Provided records:
○ ○ ○ ○ ○ ○ ○

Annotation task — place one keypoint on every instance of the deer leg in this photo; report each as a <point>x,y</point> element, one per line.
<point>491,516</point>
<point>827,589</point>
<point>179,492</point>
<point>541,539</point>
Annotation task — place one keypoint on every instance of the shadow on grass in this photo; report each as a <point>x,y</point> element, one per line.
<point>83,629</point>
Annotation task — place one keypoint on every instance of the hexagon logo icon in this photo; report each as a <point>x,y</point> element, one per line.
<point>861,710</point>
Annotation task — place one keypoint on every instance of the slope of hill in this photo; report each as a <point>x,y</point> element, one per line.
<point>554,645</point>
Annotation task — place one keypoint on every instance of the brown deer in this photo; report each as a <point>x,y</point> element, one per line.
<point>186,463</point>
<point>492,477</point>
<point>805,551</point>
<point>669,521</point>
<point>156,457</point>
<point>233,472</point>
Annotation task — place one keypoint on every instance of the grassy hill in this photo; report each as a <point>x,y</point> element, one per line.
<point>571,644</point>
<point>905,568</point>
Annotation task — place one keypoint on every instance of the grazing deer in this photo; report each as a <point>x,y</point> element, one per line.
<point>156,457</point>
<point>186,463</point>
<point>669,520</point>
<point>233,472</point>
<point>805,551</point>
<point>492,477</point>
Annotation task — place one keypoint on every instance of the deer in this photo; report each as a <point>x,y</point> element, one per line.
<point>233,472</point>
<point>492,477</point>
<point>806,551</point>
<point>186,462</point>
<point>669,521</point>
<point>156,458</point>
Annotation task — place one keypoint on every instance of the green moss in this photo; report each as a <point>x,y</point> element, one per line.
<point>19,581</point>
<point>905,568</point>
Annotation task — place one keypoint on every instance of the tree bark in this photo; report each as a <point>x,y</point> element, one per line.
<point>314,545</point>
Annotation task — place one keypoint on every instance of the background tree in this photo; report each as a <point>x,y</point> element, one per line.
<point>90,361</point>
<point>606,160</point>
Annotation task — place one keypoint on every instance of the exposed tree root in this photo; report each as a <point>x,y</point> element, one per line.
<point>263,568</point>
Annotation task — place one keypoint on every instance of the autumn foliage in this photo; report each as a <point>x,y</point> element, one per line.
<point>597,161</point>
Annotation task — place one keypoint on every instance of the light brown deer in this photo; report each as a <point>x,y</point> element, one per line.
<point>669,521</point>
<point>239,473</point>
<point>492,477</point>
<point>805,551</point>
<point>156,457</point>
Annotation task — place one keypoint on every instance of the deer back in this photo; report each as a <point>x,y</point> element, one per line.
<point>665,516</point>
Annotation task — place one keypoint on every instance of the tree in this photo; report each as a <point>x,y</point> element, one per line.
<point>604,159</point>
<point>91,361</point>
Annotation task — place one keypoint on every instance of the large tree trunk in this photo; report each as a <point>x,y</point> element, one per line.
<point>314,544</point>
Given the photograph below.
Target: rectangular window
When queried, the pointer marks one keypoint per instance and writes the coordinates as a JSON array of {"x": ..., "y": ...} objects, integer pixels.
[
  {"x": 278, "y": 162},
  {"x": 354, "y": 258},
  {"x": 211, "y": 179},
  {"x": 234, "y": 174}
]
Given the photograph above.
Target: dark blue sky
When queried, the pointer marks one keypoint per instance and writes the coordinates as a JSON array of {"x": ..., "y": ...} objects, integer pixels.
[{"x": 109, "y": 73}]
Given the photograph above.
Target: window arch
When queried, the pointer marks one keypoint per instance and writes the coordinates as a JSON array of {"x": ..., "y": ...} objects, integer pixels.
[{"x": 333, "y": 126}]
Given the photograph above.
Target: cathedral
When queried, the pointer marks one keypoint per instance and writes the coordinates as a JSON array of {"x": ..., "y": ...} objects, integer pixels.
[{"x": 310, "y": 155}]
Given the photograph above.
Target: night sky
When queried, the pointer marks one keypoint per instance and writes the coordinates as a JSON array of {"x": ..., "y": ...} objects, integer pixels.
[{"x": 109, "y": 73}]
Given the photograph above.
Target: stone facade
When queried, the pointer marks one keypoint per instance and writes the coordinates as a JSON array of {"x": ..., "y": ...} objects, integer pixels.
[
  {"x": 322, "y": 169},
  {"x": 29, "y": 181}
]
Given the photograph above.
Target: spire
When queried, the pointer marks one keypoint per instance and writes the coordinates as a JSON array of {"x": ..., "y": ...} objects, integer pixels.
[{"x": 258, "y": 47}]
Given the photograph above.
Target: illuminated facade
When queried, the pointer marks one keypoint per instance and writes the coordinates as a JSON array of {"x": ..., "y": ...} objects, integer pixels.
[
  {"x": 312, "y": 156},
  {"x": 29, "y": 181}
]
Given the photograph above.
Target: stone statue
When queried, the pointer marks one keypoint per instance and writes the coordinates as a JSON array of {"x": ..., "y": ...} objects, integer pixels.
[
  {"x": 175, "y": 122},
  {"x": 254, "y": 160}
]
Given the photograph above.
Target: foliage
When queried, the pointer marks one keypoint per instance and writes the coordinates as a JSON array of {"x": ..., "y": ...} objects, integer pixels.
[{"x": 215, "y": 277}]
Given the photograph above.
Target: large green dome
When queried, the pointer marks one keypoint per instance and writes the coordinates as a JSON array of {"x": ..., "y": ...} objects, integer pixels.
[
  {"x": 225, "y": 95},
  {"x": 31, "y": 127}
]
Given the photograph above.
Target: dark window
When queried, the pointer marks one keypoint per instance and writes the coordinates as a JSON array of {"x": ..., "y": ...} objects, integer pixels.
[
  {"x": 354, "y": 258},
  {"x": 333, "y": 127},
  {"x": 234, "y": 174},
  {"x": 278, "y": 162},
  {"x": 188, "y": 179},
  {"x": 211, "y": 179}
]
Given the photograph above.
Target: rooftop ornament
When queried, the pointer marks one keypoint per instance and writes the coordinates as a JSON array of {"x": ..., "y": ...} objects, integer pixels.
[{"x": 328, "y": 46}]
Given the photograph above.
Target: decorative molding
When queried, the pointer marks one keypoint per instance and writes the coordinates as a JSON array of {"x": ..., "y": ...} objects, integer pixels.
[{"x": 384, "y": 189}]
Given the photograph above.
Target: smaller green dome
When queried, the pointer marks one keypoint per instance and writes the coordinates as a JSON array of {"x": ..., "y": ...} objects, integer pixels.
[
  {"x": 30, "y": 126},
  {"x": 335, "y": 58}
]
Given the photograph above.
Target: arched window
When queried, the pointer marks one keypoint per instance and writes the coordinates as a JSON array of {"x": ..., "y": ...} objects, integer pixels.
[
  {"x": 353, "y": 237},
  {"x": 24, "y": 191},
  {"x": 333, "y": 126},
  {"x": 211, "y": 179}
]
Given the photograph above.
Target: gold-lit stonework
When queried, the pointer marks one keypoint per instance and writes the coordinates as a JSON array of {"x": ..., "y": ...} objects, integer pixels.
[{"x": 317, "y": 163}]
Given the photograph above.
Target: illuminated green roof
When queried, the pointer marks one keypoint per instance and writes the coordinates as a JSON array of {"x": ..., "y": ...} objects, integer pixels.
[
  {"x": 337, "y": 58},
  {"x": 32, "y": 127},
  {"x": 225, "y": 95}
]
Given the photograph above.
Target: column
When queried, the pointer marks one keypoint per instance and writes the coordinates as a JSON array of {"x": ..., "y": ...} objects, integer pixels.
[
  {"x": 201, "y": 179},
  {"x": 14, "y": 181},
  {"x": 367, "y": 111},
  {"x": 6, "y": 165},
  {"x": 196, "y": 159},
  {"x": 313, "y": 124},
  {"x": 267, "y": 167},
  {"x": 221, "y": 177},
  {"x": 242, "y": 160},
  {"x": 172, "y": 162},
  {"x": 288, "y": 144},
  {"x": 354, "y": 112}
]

○ ○ ○ ○ ○ ○ ○

All of the data needs to be repeated exactly.

Answer to this problem:
Annotation task — place one keypoint on every instance of the deer leg in this photo; report each as a <point>x,y</point> element, one per line.
<point>491,516</point>
<point>827,589</point>
<point>179,492</point>
<point>541,539</point>
Annotation task — place one keypoint on every instance of the shadow on grass in this photo; report each as a <point>x,y</point> element, one per line.
<point>83,629</point>
Annotation task — place one keypoint on every instance of the hexagon logo icon in this photo; report each as a <point>x,y</point> element, one per line.
<point>861,710</point>
Annotation task — place one keypoint on every instance of the slope of hill in this photo; report each as a <point>x,y</point> element, one per line.
<point>554,645</point>
Annotation task — place one keypoint on every instance of the brown deer in this photo; report each as a <point>x,y</point> element, one per line.
<point>186,463</point>
<point>492,477</point>
<point>805,551</point>
<point>669,521</point>
<point>156,457</point>
<point>233,472</point>
Annotation task — place one keypoint on every instance of the grassy hill in this photo; report each as a <point>x,y</point> element, one per line.
<point>571,644</point>
<point>905,568</point>
Annotation task — place one keypoint on every instance of the grazing deer in this photo; report each as a <point>x,y</point> element, one per line.
<point>156,457</point>
<point>186,463</point>
<point>669,520</point>
<point>233,472</point>
<point>805,551</point>
<point>492,477</point>
Annotation task — place one keypoint on every instance of the deer in this photo; report each as a <point>x,y</point> element, one per line.
<point>233,472</point>
<point>492,477</point>
<point>806,551</point>
<point>186,462</point>
<point>669,521</point>
<point>156,458</point>
Annotation task — place one keypoint on every instance of the green moss in this photo; report each as a <point>x,y</point> element, one per line.
<point>19,581</point>
<point>905,568</point>
Annotation task — place one keypoint on every instance of the tree bark in this photo; report each as a <point>x,y</point> element, one per line.
<point>314,545</point>
Annotation task — place one keypoint on every instance of the background tree in this photo; report each as a <point>x,y</point> element, one per line.
<point>90,361</point>
<point>606,160</point>
Annotation task — place one keypoint on every instance of the exposed tree root in this photo; report each as a <point>x,y</point> element, one per line.
<point>263,568</point>
Annotation task — place one keypoint on every instance of the autumn foliage in this photo; report each as a <point>x,y</point> element, one per line.
<point>597,161</point>
Annotation task — place one keypoint on every instance of the light brown deer in this photo; report each as a <point>x,y</point> element, one per line.
<point>669,521</point>
<point>239,473</point>
<point>492,477</point>
<point>805,551</point>
<point>156,457</point>
Annotation task — place one keypoint on every instance of the deer back in this photo; report each as a <point>x,y</point> element, one per line.
<point>665,516</point>
Annotation task — place one keypoint on every instance of the tree in this photo; report each as a <point>x,y</point> element, one per line.
<point>604,159</point>
<point>91,361</point>
Annotation task — place one keypoint on every instance of the large tree trunk in this photo; report each as a <point>x,y</point> element, one per line.
<point>314,544</point>
Given the photograph below.
Target: rectangular window
When queried, the pointer marks one keypoint per instance and writes the coordinates as a JSON array of {"x": ..., "y": ...} objects, integer pixels.
[
  {"x": 278, "y": 162},
  {"x": 354, "y": 258},
  {"x": 211, "y": 179},
  {"x": 234, "y": 174}
]
Given the photograph above.
Target: dark blue sky
When queried, the pointer marks one keypoint per instance and writes the coordinates as a JSON array of {"x": ..., "y": ...} objects, integer pixels.
[{"x": 109, "y": 73}]
Given the photograph above.
Target: window arch
When queried, the pointer marks one keypoint per instance and writes the coordinates as a JSON array of {"x": ..., "y": ...} objects, integer pixels.
[{"x": 333, "y": 126}]
Given the photograph above.
Target: cathedral
When queried, the pointer marks one keypoint per instance and writes the coordinates as a JSON array of {"x": ..., "y": ...} objects, integer pixels.
[{"x": 310, "y": 155}]
Given the photograph above.
Target: night sky
When queried, the pointer marks one keypoint per instance and writes the coordinates as a JSON array of {"x": ..., "y": ...} objects, integer pixels.
[{"x": 109, "y": 73}]
Given the photograph above.
Target: stone facade
When queried, the pointer marks one keypoint per instance and writes the coordinates as a JSON array of {"x": ..., "y": ...} objects, integer pixels.
[
  {"x": 322, "y": 169},
  {"x": 29, "y": 181}
]
Given the photograph above.
Target: spire
When queried, the pointer marks one keypoint per instance and writes the coordinates as a JSON array of {"x": ..., "y": ...} objects, integer pixels.
[{"x": 258, "y": 47}]
Given the photograph above.
Target: illuminated facade
When queried, the pointer marks one keypoint per instance and writes the coordinates as a JSON array of {"x": ..., "y": ...} objects, integer pixels.
[
  {"x": 312, "y": 156},
  {"x": 29, "y": 181}
]
Given the photograph above.
Target: stone statue
When queried, the pointer marks one keypoint per instance and writes the coordinates as a JSON array of {"x": ..., "y": ...} objects, integer pixels.
[
  {"x": 175, "y": 122},
  {"x": 254, "y": 160}
]
Given the photograph above.
Target: foliage
When queried, the pointer marks one keypoint per instance and writes the coordinates as a JSON array of {"x": ..., "y": ...} objects, integer pixels.
[{"x": 215, "y": 277}]
Given the photograph above.
Target: large green dome
When queried, the pointer marks one keypoint per instance and writes the coordinates as a JSON array of {"x": ..., "y": ...} objects, integer pixels.
[
  {"x": 225, "y": 95},
  {"x": 31, "y": 127}
]
Given the photograph above.
Target: dark window
When queried, the pointer marks one keypoint per instance and writes the coordinates as a JSON array of {"x": ..., "y": ...} objects, integer pixels.
[
  {"x": 354, "y": 258},
  {"x": 333, "y": 127},
  {"x": 234, "y": 174},
  {"x": 278, "y": 162},
  {"x": 188, "y": 179},
  {"x": 211, "y": 179}
]
Given the photograph above.
Target: rooftop ornament
When queried, the pointer marks one keypoint per instance and writes the coordinates as a JSON array of {"x": ..., "y": ...} objects, integer pixels.
[{"x": 328, "y": 46}]
Given the photograph above.
Target: decorative molding
When queried, the pointer marks one keypoint per instance and writes the coordinates as a JSON array of {"x": ..., "y": ...} objects, integer pixels.
[{"x": 384, "y": 189}]
Given the photograph above.
Target: smaller green dome
When queried, the pointer marks one keypoint per instance and writes the coordinates as a JSON array of {"x": ..., "y": ...} objects, integer pixels.
[
  {"x": 30, "y": 126},
  {"x": 335, "y": 58}
]
Given the photograph above.
Target: arched window
When queried, the pointer marks one keypoint per instance and writes the coordinates as a JSON array of {"x": ..., "y": ...} objects, integer pixels.
[
  {"x": 353, "y": 237},
  {"x": 24, "y": 191},
  {"x": 333, "y": 126},
  {"x": 211, "y": 179}
]
Given the photograph above.
Target: gold-lit stonework
When queried, the pointer marks one keypoint per instance and writes the coordinates as a JSON array of {"x": ..., "y": ...} objects, integer pixels.
[{"x": 317, "y": 163}]
Given the photograph above.
Target: illuminated green roof
When queried, the pointer marks one keypoint per instance and writes the coordinates as a JSON array of {"x": ..., "y": ...} objects, integer pixels.
[
  {"x": 337, "y": 58},
  {"x": 32, "y": 127},
  {"x": 225, "y": 95}
]
Given the photograph above.
Target: column
When queried, the pointer marks one keypoint per instance and writes the coordinates as a JSON array of {"x": ..., "y": ...} objects, integer pixels.
[
  {"x": 201, "y": 179},
  {"x": 14, "y": 181},
  {"x": 367, "y": 111},
  {"x": 6, "y": 165},
  {"x": 196, "y": 159},
  {"x": 313, "y": 124},
  {"x": 267, "y": 167},
  {"x": 221, "y": 177},
  {"x": 242, "y": 160},
  {"x": 172, "y": 162},
  {"x": 288, "y": 144},
  {"x": 354, "y": 112}
]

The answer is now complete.